What the task asks: Each entry, in full: reproduce it exactly.

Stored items
◆ ◆ ◆ ◆ ◆ ◆ ◆
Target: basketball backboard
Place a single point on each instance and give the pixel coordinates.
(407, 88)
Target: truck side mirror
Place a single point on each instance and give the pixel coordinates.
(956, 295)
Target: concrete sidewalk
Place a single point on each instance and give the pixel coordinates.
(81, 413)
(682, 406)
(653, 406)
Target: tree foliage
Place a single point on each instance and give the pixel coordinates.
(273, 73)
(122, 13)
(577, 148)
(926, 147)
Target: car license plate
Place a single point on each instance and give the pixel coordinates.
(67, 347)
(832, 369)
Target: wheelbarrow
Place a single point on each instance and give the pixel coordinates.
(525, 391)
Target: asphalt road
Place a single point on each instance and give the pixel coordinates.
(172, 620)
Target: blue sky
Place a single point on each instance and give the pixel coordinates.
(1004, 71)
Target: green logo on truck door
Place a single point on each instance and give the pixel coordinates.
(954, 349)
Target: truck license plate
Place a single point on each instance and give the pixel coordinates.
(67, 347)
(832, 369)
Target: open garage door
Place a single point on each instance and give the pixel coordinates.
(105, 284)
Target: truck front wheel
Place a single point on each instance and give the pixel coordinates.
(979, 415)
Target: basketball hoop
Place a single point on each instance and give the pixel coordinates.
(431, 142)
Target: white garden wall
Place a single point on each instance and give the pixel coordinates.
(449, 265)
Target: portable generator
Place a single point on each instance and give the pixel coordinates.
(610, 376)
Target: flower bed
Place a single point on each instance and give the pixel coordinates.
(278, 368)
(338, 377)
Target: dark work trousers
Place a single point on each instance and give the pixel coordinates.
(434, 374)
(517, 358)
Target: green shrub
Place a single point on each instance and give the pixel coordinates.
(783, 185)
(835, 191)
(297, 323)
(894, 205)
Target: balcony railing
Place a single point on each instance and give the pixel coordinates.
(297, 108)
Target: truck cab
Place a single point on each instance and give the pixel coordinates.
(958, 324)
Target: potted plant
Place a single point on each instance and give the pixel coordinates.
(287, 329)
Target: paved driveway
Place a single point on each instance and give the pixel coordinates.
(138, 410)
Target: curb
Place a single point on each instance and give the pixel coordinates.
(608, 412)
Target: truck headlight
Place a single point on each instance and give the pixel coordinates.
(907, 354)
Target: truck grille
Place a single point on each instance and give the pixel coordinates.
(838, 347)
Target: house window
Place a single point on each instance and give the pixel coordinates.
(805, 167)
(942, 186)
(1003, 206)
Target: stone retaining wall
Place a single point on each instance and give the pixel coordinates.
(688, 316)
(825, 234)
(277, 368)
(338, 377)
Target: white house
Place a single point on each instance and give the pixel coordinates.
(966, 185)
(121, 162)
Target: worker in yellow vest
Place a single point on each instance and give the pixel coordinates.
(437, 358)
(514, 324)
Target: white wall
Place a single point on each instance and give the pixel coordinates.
◆ ◆ ◆ ◆ ◆ ◆ ◆
Solved exercise:
Target: basketball backboard
Place a single point on each instance and give the pixel coordinates.
(407, 88)
Target: truck side mirror
Place a single point on each instance and give the pixel coordinates.
(956, 295)
Target: concrete sidewalk
Place a single point on each instance and give the pixel coordinates.
(81, 413)
(682, 406)
(653, 406)
Target: tree foliage
Place a single point on each instance and give the pixel coordinates.
(273, 73)
(122, 13)
(577, 148)
(926, 147)
Target: car license plate
Place a single point on each instance and give the pixel coordinates.
(67, 347)
(832, 369)
Target: wheelbarrow
Place a single point on each instance and give the pixel coordinates.
(525, 391)
Target: asphalt road
Place a single point on each instance and give the pixel coordinates.
(172, 620)
Target: blue sky
Place a single point on each instance and give the pixel coordinates.
(1004, 71)
Target: green logo on truck door
Place a single point on each instance and give the pixel coordinates.
(954, 349)
Target: truck license plate
Place a single point on each instance and give the pixel coordinates.
(67, 347)
(832, 369)
Target: open garage door
Place a single point on each instance and give the pixel coordinates.
(105, 284)
Target: truck front wheel
Place a single point on each instance and give the pixel coordinates.
(979, 415)
Target: basketball hoop
Place a single point on each instance and give the pixel coordinates.
(431, 142)
Target: white garden wall
Place a single point on each instance and give the pixel coordinates.
(449, 265)
Target: portable generator
Place a single point on each instance and give the pixel coordinates.
(610, 376)
Target: flower bed
Place a single point on each instance and give the pixel coordinates.
(278, 368)
(338, 377)
Target: dark work trousers
Place a single point on each instance and give the pixel coordinates.
(434, 374)
(517, 358)
Target: green shrub
Place a single point on each instance and give the pixel coordinates.
(783, 185)
(835, 191)
(297, 323)
(894, 205)
Target: balcony railing
Place a single point on each instance and give the pixel coordinates.
(297, 108)
Target: truck cab
Place a single point on each instance and give the pixel coordinates.
(958, 324)
Target: potted plant
Place a single point on each instance and give the pixel coordinates.
(287, 329)
Target: paved driveway
Place a single point on each instance and give the pixel coordinates.
(138, 410)
Target: curb
Place a single point on each instance and give the pixel coordinates.
(608, 412)
Target: truck headlight
Place a single point on each instance and give the pixel coordinates.
(907, 354)
Target: truck grille
Place a single point on each instance and give the pixel coordinates.
(838, 347)
Target: house window
Place a single point on each instance and give the pixel coordinates.
(805, 167)
(942, 186)
(1003, 206)
Target: stone retaining wall
Place a single point on each instance and give the pixel coordinates.
(688, 316)
(825, 234)
(277, 368)
(338, 377)
Target: white house
Place a single point on each instance and give the pixel coordinates.
(966, 185)
(121, 162)
Target: worker in yellow vest
Place a single point on each instance and give the pixel coordinates.
(437, 358)
(514, 324)
Target: white wall
Place a single point on each instance and give the pixel coordinates.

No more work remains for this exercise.